◆ **Отрывок для чтения**
С другой стороны, представляются гораздо более разительными отступления от круга образов и мыслей Пастернака в «Песнях счастливой зимы» и других стихотворениях раннего Бродского, ведущие к переиначиванию мотивов источника и его сниженному переосмыслению. В финальных строках баллады «Ты поскачешь во мраке по бескрайним холодным холмам» «Не неволь уходить, разбираться во всем не неволь, / потому что не жизнь, а другая какая-то боль / приникает к тебе <…>» (СП 87) своеобразно обыгрываются строчки из «Гамлета» – «Но сейчас идет другая драма, / И на этот раз меня уволь» (390); в обоих случаях приведенные слова обращены к Богу. В «Шествии» (главка «Романс принца Гамлета») диалог с Пастернаком на эту же тему клонится к шаржу, ибо Гамлет Бродского – безумец, признающийся в своем безумии и иронизирующий не только над Шекспиром, но и над Пастернаком (мотивы «такой роли»; «Здесь все, как захотелось небесам. / Я, впрочем, говорил об этом сам», как ответ на пастернаковское «Я люблю Твой замысел упрямый / И играть согласен эту роль» – СП 218, 219; 390). Тема Гамлета в версии Пастернака интересовала Бродского настолько, что он удосужился продолжить полемику с ней и в наши дни, как явствует из одного из его последних стихотворений-монологов «Fin de siecle» (К 61, особенно стр. 14).

◆ **Представленные записи**
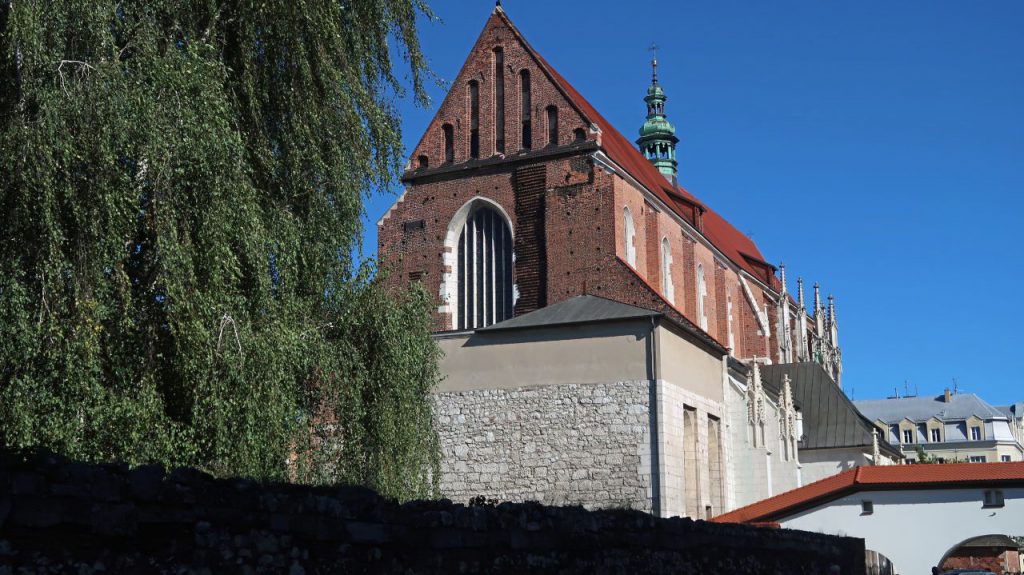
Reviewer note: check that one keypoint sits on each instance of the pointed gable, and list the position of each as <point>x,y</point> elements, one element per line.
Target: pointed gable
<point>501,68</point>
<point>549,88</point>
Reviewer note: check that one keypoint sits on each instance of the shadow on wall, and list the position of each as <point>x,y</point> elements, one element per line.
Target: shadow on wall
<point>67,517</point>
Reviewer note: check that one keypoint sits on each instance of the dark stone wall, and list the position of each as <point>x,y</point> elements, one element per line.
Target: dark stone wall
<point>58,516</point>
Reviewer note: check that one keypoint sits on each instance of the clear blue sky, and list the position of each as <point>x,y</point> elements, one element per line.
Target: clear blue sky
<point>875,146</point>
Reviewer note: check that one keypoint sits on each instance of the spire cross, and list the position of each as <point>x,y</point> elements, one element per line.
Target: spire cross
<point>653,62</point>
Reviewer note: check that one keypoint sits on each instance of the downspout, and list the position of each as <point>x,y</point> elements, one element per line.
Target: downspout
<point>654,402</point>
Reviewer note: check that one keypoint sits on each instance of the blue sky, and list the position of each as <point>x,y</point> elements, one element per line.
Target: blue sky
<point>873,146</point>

◆ **Задание 1**
Кем, согласно отрывку о Бродском и Пастернаке, оказывается Гамлет Бродского в «Шествии»?
◆ **Задание 2**
Продолжите отрывок о Бродском и Пастернаке, начав сразу после его последнего предложения.
Записи здесь никакой роли не играют.

◆ **Ожидаемый ответ 1**
Гамлет Бродского в «Шествии» — безумец, признающийся в своем безумии.

◆ **Ожидаемый ответ 2**
В «Сказке» Пастернака использован «рыцарский» сюжет спасения девы-царевны от дракона, чем поэтом осуществлялась идея «вечного возвращения» одних и тех же любовных сюжетов в сфере извечной борьбы «добра» и «зла». В первом отрывке из группы стихотворений, озаглавленных «Из “Старых английских песен”», идея «вечного возвращения» сохраняется (сын «похож» на своих родителей), однако в предельно сниженном сюжете подслушивания ночного спора отца с матерью, в рамках которого обыгрываются мотивы «сна» – «не-сна» у Пастернака («Разбудишь сына». – «Нет, он спит»» – 404; ЧР 2–3, 49). «Зимняя свадьба» перенимает часть пастернаковского заглавия («Свадьба»), а также мотив «погони», подлежащий ироническому переиначиванию (см. «Я посылаю взгляд свой вдаль, и не вернуть гонца», как перекличку с «Стаей голуби неслись, <…> Точно их за свадьбой вслед, <…> Выслали в погоню» – ЧР 2–3, 49; 400), отвергая заодно уже приводившуюся мысль Пастернака относительно «растворения» поэтического субъекта в мире других. Не принимающий пастернаковской ориентации на «самоотдачу» (в «Свадьбе», «Быть знаменитым некрасиво» и др.), Бродский в ряде текстов развивал противоположный ей мотив жизни – «сдачи», вплоть до новейшего стихотворения «В горах» («Сумма двух распадов, с двух жизней сдача – я и ты» – К 58, 16), венчающего его философско-религиозный нигилизм.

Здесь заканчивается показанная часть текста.